→ Your objective
From the line with "Find the crouching" through the final line, transcribe the material below character for character; include no other lines.
* Begin Given data *
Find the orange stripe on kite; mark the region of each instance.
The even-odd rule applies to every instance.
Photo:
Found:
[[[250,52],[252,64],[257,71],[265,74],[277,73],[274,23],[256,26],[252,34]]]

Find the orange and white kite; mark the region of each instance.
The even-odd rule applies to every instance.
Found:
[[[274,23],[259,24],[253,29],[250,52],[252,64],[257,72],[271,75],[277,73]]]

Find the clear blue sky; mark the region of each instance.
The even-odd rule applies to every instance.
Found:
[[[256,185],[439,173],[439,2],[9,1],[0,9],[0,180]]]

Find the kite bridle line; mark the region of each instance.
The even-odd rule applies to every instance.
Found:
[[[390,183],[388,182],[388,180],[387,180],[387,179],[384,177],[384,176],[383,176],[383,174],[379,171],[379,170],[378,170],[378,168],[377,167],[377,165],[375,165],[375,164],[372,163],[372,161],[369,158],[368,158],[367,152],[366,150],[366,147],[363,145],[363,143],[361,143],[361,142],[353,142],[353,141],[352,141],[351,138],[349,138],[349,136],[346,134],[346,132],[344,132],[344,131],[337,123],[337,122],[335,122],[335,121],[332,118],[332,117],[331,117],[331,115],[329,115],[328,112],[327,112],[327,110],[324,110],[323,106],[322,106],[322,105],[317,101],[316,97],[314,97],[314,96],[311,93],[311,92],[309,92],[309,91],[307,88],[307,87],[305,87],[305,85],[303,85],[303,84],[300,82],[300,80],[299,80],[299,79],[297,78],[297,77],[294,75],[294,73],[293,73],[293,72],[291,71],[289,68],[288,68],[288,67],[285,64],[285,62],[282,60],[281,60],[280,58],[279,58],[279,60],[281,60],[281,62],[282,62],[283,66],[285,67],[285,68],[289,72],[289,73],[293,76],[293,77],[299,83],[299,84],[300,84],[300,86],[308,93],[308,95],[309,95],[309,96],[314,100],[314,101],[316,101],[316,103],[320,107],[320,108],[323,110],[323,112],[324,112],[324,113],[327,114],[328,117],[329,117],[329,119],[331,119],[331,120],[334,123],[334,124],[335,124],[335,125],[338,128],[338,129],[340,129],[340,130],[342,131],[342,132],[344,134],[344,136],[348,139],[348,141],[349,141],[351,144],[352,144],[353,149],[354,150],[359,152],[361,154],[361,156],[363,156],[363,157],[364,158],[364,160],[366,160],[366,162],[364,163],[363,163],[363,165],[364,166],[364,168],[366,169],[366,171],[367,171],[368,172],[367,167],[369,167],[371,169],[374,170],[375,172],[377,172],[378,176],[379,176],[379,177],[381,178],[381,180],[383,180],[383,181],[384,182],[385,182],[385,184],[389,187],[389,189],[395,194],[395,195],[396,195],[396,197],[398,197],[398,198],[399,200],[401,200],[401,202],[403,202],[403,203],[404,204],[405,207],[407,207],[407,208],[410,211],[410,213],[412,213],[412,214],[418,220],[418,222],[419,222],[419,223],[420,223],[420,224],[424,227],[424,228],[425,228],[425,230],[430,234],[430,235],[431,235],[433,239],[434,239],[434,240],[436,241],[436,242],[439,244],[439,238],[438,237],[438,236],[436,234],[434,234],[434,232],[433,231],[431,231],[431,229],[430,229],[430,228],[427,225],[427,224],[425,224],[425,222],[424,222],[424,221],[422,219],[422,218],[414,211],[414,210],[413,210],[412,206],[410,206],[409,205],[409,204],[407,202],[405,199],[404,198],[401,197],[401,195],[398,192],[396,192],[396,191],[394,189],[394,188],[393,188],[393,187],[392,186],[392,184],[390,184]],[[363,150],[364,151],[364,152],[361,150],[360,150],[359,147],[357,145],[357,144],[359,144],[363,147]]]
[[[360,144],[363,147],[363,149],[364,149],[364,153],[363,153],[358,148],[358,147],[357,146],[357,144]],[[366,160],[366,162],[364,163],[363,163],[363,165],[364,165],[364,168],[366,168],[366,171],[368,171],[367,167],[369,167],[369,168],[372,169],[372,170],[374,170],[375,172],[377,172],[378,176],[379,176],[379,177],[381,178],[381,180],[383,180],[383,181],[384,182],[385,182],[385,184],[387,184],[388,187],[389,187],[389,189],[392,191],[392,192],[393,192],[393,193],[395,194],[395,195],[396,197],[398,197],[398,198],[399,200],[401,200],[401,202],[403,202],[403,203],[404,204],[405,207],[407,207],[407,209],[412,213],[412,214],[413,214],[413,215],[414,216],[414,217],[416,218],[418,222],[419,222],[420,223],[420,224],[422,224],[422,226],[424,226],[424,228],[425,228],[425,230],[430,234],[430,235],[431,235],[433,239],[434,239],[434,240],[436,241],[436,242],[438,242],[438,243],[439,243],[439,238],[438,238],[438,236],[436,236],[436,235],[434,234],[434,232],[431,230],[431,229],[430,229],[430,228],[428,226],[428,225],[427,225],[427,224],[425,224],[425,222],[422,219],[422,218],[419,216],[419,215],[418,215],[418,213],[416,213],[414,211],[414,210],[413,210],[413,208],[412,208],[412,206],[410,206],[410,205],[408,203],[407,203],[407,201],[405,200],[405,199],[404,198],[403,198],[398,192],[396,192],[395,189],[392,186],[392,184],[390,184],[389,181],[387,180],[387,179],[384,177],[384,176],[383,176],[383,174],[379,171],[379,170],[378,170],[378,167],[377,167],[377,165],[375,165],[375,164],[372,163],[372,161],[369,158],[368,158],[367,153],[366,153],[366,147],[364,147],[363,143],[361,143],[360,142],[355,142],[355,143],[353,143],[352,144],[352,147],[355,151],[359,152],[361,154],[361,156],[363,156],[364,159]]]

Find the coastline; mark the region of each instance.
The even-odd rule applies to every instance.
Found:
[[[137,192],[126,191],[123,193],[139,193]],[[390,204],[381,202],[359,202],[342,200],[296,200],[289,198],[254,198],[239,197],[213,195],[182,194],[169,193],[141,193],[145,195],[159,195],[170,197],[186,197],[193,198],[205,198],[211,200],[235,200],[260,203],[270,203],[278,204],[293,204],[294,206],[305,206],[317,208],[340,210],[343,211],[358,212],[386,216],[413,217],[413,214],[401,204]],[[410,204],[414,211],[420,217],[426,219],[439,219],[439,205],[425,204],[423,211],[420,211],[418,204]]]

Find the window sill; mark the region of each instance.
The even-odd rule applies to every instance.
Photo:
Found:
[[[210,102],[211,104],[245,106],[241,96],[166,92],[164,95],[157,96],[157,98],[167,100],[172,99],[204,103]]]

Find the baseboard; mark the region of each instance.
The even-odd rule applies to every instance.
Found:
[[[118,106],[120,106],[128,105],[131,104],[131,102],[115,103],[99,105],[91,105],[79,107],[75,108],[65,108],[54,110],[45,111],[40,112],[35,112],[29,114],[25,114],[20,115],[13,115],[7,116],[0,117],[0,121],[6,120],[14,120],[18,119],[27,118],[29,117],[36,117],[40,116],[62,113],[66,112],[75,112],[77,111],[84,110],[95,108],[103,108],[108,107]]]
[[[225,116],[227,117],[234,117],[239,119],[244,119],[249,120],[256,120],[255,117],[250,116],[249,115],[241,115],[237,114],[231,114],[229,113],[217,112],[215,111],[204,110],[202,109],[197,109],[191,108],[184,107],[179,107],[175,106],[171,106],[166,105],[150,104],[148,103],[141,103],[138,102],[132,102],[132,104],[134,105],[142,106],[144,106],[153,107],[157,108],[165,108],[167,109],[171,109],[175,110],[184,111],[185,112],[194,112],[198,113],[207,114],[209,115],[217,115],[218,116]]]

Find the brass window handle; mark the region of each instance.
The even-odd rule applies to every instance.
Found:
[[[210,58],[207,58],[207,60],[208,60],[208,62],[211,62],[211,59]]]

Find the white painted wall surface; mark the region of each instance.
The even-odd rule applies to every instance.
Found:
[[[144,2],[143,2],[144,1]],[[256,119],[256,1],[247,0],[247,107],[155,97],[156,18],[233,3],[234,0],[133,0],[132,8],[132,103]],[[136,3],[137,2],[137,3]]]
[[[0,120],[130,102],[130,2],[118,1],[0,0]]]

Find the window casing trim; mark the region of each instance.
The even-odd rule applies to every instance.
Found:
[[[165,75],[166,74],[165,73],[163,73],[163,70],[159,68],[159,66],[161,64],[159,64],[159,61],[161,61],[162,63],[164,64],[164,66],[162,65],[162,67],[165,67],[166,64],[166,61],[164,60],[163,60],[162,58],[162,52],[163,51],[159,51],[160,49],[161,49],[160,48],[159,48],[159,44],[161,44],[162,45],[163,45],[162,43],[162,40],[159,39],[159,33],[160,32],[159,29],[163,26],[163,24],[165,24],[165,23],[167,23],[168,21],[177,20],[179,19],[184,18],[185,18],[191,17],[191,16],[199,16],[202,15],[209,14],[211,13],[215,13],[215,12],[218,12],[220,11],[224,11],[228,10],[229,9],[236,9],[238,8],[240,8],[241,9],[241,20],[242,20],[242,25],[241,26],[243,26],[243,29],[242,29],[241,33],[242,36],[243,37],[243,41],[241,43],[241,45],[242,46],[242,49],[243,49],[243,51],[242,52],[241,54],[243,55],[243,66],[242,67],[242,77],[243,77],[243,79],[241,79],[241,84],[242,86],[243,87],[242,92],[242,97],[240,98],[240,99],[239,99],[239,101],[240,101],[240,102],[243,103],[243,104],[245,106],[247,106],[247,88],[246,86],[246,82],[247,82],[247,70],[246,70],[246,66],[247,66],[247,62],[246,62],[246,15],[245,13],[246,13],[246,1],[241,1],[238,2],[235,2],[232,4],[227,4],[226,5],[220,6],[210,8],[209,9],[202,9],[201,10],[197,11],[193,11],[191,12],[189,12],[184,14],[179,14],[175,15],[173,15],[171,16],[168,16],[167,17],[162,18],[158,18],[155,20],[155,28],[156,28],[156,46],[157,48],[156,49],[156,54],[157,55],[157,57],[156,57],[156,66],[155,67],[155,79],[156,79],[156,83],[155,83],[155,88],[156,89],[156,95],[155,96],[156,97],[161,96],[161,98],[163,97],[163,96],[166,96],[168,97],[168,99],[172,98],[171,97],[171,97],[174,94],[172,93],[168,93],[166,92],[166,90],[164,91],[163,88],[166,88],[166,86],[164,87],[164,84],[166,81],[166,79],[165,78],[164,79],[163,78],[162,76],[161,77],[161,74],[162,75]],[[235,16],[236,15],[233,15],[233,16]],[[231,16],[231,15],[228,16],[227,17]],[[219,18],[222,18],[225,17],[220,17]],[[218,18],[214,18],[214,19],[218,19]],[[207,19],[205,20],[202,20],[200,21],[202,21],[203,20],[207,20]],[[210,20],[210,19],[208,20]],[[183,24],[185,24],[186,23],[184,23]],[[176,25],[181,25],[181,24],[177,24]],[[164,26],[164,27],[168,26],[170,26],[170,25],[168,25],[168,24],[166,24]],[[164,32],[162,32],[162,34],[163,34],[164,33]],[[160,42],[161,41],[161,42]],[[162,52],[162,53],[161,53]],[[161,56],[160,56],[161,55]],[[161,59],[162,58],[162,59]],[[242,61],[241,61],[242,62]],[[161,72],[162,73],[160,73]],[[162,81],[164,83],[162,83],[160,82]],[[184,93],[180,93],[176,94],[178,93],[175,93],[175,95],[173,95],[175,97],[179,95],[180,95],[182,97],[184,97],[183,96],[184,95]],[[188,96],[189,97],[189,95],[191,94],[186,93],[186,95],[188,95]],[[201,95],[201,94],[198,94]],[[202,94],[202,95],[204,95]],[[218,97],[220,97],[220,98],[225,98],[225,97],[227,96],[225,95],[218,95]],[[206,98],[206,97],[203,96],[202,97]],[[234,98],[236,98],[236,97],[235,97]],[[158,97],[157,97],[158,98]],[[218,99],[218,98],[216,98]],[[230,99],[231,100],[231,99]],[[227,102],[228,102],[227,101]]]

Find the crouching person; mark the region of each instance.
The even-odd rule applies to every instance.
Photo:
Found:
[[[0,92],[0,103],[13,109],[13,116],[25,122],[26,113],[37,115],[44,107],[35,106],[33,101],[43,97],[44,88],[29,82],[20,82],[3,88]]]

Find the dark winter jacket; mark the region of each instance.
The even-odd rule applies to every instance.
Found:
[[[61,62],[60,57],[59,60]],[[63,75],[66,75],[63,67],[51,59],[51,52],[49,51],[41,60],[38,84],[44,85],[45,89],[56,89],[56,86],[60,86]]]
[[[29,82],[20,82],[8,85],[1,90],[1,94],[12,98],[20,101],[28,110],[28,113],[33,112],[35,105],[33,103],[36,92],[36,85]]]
* End Given data *
→ Completed exercise
Find the crouching person; mark the region of each instance.
The even-odd rule applies to every instance.
Photo:
Found:
[[[0,92],[0,103],[13,109],[13,116],[25,122],[26,113],[37,115],[44,107],[35,106],[33,101],[43,97],[44,88],[29,82],[20,82],[3,88]]]

Find the dark winter jacket; mark the region of each instance.
The even-odd rule applies to every instance.
Found:
[[[61,62],[60,57],[59,60]],[[63,75],[66,75],[63,67],[51,59],[51,52],[49,51],[41,60],[38,84],[44,85],[45,89],[56,89],[56,86],[60,86]]]
[[[29,82],[20,82],[8,85],[1,90],[1,94],[12,98],[20,101],[28,110],[28,113],[33,112],[35,105],[33,103],[36,92],[36,85]]]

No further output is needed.